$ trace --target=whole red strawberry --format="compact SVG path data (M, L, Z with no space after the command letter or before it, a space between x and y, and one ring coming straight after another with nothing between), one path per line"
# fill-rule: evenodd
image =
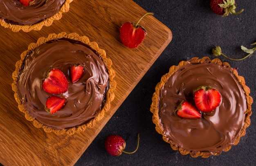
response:
M139 133L138 134L138 144L136 149L132 152L127 152L124 150L125 149L126 143L122 137L118 135L110 135L107 138L105 142L105 147L107 151L113 156L118 156L123 152L125 153L132 154L135 152L139 147Z
M209 86L202 86L194 94L195 106L199 110L211 111L218 107L221 101L221 96L216 90Z
M146 37L146 29L139 24L141 19L148 15L153 15L153 13L147 13L139 21L133 24L131 22L125 22L120 28L121 41L125 46L130 48L138 47Z
M177 115L180 117L189 119L199 119L201 114L200 111L191 103L183 101L176 109Z
M239 12L236 13L236 4L235 0L211 0L210 6L211 10L216 14L223 15L223 16L228 15L229 13L238 14L243 11L241 10Z

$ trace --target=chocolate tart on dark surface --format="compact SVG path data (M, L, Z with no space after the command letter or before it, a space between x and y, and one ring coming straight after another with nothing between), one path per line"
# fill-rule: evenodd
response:
M13 32L40 31L69 10L73 0L34 0L26 6L19 0L0 0L0 23Z
M180 102L193 103L194 90L209 86L221 94L220 105L198 119L183 118ZM193 58L173 66L156 86L150 110L156 131L174 150L194 157L220 155L237 144L250 124L253 99L243 77L227 62ZM194 104L194 102L193 104Z
M21 55L13 73L12 85L19 109L26 118L38 128L57 134L74 134L93 127L110 109L115 97L115 72L112 61L95 42L77 34L51 34L29 45ZM79 64L83 68L81 79L72 83L70 66ZM42 88L42 81L49 71L57 68L65 74L68 90L52 94ZM52 96L65 98L65 105L54 114L45 109Z

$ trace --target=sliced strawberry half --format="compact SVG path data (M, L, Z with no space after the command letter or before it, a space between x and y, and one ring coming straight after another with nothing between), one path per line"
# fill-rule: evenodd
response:
M199 111L191 103L183 101L176 109L177 114L181 118L190 119L199 119L201 114Z
M42 86L47 92L51 94L65 93L68 89L68 82L65 74L61 70L54 68L43 80Z
M66 103L66 99L56 96L52 96L46 100L45 109L48 113L54 114L59 110Z
M79 80L83 74L83 68L81 65L73 65L70 66L70 73L72 83Z
M221 96L216 90L209 86L202 86L194 93L195 106L199 110L209 112L220 105Z
M20 0L20 2L21 4L27 7L29 5L29 2L33 1L34 0Z

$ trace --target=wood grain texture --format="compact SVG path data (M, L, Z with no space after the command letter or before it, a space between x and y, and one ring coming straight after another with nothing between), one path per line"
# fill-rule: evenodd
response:
M139 47L121 42L119 28L136 22L146 12L131 0L74 0L61 19L39 31L12 32L0 27L0 163L4 166L73 165L86 149L172 39L171 31L153 16L140 24L148 34ZM20 112L13 97L12 72L20 54L31 43L49 33L75 32L88 36L104 49L113 61L117 86L110 110L92 129L71 136L46 133L34 127Z

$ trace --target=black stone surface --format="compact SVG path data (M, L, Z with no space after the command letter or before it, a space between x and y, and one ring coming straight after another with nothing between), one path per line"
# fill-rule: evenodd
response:
M256 1L236 0L236 11L242 9L244 11L225 17L212 12L210 0L135 1L147 11L153 12L154 16L172 31L173 39L75 166L255 165L256 102L252 105L251 125L239 143L227 152L207 159L193 158L173 151L155 131L149 108L155 87L171 66L194 57L214 58L211 49L217 45L233 58L247 55L240 49L241 45L250 48L256 46L250 45L256 42ZM238 74L245 77L251 89L251 96L255 98L256 52L242 61L218 57L238 68ZM138 133L141 139L135 153L115 157L106 151L106 137L117 134L126 140L126 151L133 151Z

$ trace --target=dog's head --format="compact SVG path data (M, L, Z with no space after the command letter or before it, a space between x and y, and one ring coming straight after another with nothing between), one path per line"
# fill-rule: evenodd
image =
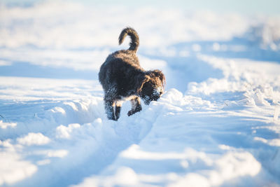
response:
M145 104L149 104L152 101L157 101L162 95L165 76L160 70L149 71L142 77L139 85L139 96L144 99Z

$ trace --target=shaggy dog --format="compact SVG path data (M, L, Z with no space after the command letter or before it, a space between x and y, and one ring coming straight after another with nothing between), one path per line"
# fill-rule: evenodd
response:
M146 104L157 101L162 95L165 76L160 70L145 71L140 67L136 55L139 39L136 31L124 29L119 36L119 45L128 35L130 48L116 51L108 56L100 67L99 79L104 90L105 111L110 120L118 120L125 100L130 100L132 109L127 115L140 111L141 98Z

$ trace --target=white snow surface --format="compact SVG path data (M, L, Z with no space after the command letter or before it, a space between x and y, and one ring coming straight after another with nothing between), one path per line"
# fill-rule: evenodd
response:
M0 186L280 186L279 20L1 4ZM97 74L127 26L167 85L115 122Z

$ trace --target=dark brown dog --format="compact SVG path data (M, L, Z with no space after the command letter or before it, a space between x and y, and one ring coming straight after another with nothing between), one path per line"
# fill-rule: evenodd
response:
M117 120L125 100L130 99L131 116L142 109L140 97L146 104L157 101L162 95L165 76L160 70L145 71L140 67L136 52L139 45L138 34L132 28L124 29L119 36L120 45L125 36L131 38L130 48L109 55L100 67L99 82L104 90L105 110L108 118Z

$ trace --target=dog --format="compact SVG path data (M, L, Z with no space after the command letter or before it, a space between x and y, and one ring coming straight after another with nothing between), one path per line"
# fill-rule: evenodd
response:
M130 100L132 104L132 109L127 113L129 116L141 111L140 98L148 105L160 97L165 85L165 76L161 71L145 71L141 67L136 55L139 37L133 28L127 27L121 32L119 45L127 35L131 39L130 48L109 55L99 73L99 80L104 91L105 111L109 120L118 120L125 100Z

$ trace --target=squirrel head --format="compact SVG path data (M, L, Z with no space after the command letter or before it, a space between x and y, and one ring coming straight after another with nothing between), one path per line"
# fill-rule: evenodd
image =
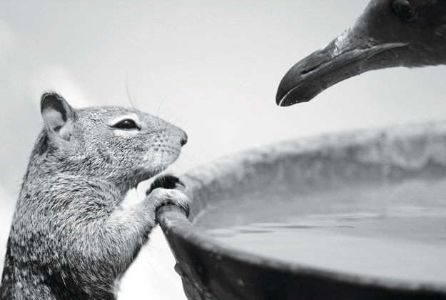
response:
M157 174L179 156L187 135L137 109L76 109L60 95L42 96L43 168L113 181L125 190Z

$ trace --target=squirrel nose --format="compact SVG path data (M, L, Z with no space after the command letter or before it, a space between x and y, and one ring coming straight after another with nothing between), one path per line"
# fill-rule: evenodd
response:
M185 132L184 136L183 136L183 138L181 138L181 140L180 141L180 144L181 144L181 146L183 146L186 145L186 143L187 142L188 142L188 135Z

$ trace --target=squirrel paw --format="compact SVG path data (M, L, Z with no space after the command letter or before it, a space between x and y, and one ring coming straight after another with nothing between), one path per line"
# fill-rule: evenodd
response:
M147 199L156 211L164 205L176 205L189 216L191 199L185 194L186 186L180 180L171 175L157 179L147 191Z
M148 196L153 190L157 188L163 188L168 189L178 189L179 191L186 191L186 186L178 177L173 175L164 175L158 176L151 185L149 189L146 192L146 196Z

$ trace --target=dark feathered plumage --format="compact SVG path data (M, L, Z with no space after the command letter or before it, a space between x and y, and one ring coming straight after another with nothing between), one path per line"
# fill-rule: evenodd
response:
M372 0L343 34L288 71L276 101L308 101L370 70L439 64L446 64L446 0Z

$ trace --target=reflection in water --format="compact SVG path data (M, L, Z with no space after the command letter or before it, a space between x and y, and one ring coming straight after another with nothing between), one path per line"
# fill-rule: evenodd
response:
M446 284L446 180L273 197L225 201L196 223L221 241L276 259Z

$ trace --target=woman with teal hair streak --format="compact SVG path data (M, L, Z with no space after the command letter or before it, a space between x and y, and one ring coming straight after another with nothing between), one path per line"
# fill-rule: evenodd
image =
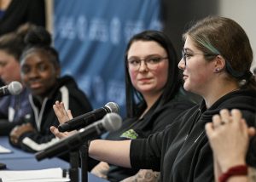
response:
M212 151L205 125L220 110L235 108L241 110L249 127L255 125L256 83L249 71L253 51L244 30L224 17L198 21L184 33L183 39L183 58L178 63L183 88L201 95L201 102L164 131L147 139L91 141L91 157L126 168L160 171L160 181L214 180ZM52 132L65 136L57 130ZM255 153L250 148L246 162L256 166Z

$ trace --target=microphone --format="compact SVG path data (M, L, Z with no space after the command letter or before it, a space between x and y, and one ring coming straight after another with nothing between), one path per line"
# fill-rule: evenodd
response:
M107 114L102 120L80 129L79 133L61 139L44 151L38 151L36 153L36 158L38 161L41 161L46 157L51 158L78 149L83 144L87 143L89 139L94 139L95 136L107 131L115 131L120 128L121 125L122 119L119 115L116 113Z
M0 88L0 96L16 95L22 91L22 85L17 81L11 82L9 85Z
M90 112L80 115L73 118L58 127L60 132L70 132L74 129L80 129L86 127L93 122L102 119L107 113L115 112L119 111L119 105L114 102L108 102L103 107L94 110Z

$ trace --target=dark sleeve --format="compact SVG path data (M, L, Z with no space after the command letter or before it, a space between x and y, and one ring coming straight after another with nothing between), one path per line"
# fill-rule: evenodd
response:
M172 101L165 105L159 112L155 114L154 125L152 134L163 131L167 125L173 123L178 116L195 105L187 100Z
M9 135L15 126L16 126L15 122L10 122L8 121L8 119L0 119L0 135Z
M91 111L90 104L84 94L79 90L69 90L69 109L72 111L73 117L77 117ZM57 100L55 99L55 100ZM45 115L45 113L44 113ZM47 119L44 124L44 133L42 132L27 132L19 139L19 145L26 151L39 151L44 150L57 139L55 135L50 132L50 126L58 126L59 122L52 109L50 112L46 113ZM30 122L34 124L33 117L31 117Z
M132 139L130 148L131 165L135 168L151 168L160 171L161 137L164 132L148 139Z

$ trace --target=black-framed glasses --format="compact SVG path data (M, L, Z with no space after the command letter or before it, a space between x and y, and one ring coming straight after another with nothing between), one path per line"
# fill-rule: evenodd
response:
M185 62L185 65L187 65L187 59L190 58L194 55L208 55L208 56L217 56L218 54L208 54L208 53L186 53L184 50L182 50L182 59Z
M148 70L156 70L158 68L159 63L164 60L168 59L168 57L160 57L160 56L153 56L148 57L145 59L138 59L138 58L131 58L127 60L128 68L131 71L138 71L142 61L144 61L144 64L147 65Z

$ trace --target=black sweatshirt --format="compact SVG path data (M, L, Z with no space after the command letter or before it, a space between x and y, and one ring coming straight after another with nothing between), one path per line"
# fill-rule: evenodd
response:
M240 109L248 126L255 127L255 90L230 93L209 109L202 100L200 105L185 111L163 132L146 139L131 140L132 168L160 170L161 181L166 182L213 181L212 152L205 124L212 122L212 117L224 108ZM256 166L255 155L251 149L248 151L247 164Z
M92 111L86 95L78 88L74 80L67 76L58 80L50 96L44 98L42 104L36 98L29 96L32 114L28 122L34 127L36 132L23 134L16 145L26 151L42 151L58 140L49 130L50 126L59 125L53 110L53 105L56 100L62 101L65 108L70 109L74 117Z

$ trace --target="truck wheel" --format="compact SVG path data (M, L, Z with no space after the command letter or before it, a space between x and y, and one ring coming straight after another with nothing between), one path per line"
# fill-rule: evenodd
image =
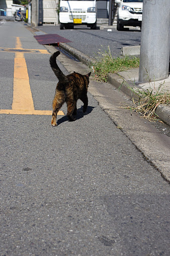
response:
M63 23L60 24L60 30L63 30L64 28L64 24Z
M121 31L121 30L123 30L124 27L123 26L123 25L122 25L122 24L120 24L119 23L119 21L117 21L117 30L118 30L118 31Z
M95 23L94 23L93 24L92 24L91 26L91 30L96 30L97 28L97 24L96 22Z

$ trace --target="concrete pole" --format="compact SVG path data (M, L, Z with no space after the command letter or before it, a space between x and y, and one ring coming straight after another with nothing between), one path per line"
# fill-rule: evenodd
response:
M143 1L140 82L164 80L169 76L170 4L170 0Z
M110 0L109 2L109 26L112 25L112 8L113 0Z
M30 23L31 23L31 2L28 2L28 24L30 24Z
M38 26L38 8L37 0L32 1L32 26Z

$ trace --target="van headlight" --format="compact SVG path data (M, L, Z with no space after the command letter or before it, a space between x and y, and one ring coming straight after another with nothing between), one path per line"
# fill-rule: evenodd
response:
M96 12L96 8L89 7L87 9L87 12Z
M131 8L129 6L122 6L122 10L129 10L129 12L130 12L130 10L132 10Z
M67 7L60 7L60 11L61 12L68 12L68 8Z

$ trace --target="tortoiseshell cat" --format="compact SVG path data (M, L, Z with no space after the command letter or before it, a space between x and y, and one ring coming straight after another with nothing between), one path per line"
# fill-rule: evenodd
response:
M56 52L51 56L49 60L51 67L59 80L52 104L52 126L57 125L57 112L64 102L66 102L67 105L67 116L70 121L76 120L73 116L76 115L77 101L79 98L84 103L84 112L86 112L88 105L87 93L91 72L85 76L76 72L65 76L56 64L56 58L60 54L60 52Z

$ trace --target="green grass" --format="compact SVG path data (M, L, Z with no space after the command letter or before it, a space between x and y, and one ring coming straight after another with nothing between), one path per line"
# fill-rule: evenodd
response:
M154 86L153 88L151 86L146 90L131 88L133 92L138 95L139 99L136 102L133 100L134 106L128 108L140 113L141 116L146 119L159 120L159 116L156 112L157 108L161 104L170 104L170 93L164 90L164 83L161 84L156 90Z
M104 53L98 52L99 56L95 63L92 64L95 79L107 82L108 74L139 66L139 58L124 57L112 57L109 46L108 50Z

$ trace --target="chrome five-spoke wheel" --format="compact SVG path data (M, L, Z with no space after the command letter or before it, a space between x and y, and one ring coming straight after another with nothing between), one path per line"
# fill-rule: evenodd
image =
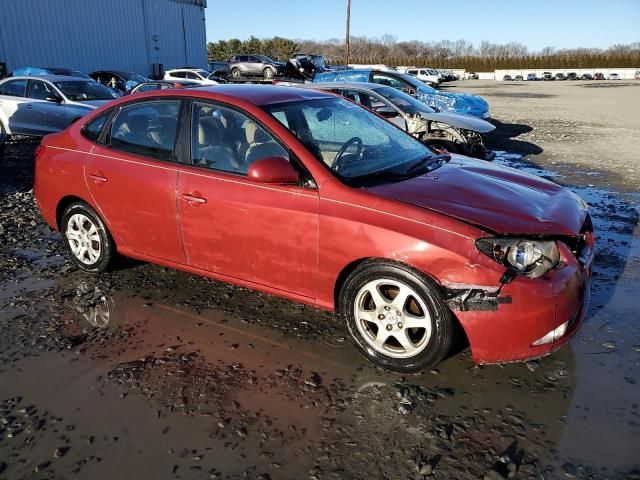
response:
M69 248L78 260L86 265L93 265L100 259L102 242L98 228L92 220L82 213L69 218L65 232Z
M364 285L356 296L354 316L366 342L390 357L413 357L431 338L431 318L424 301L396 280L384 278Z

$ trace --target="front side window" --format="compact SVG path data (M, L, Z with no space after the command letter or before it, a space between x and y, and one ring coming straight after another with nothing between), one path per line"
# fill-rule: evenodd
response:
M51 85L39 80L31 80L31 87L29 88L29 98L34 100L46 100L49 97L57 97L58 93L53 89Z
M209 103L194 103L191 159L194 165L246 175L261 158L289 158L264 128L247 116Z
M173 160L179 112L179 100L128 105L111 124L109 144L122 152Z
M407 172L434 155L386 120L342 98L263 108L346 181L383 172Z
M27 80L12 80L0 85L0 95L24 97L27 92Z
:::
INSTRUCTION.
Filter the items above down to the lines that contain the word "wheel", and copy each such line unchanged.

RIGHT ANSWER.
$ trace --target="truck wheel" --format="compact SVG path data (M, L, Z with no space after the command letter or before it, a space between x and y, and one ring coming straight after another with nothing between), one path per line"
$ trace --target="chrome five-spoke wheel" --format="compact SVG path data (M, L, Z with no space after the command letter or before it, a space between x and y, and one ring coming straight after another with nothing between), one path per line"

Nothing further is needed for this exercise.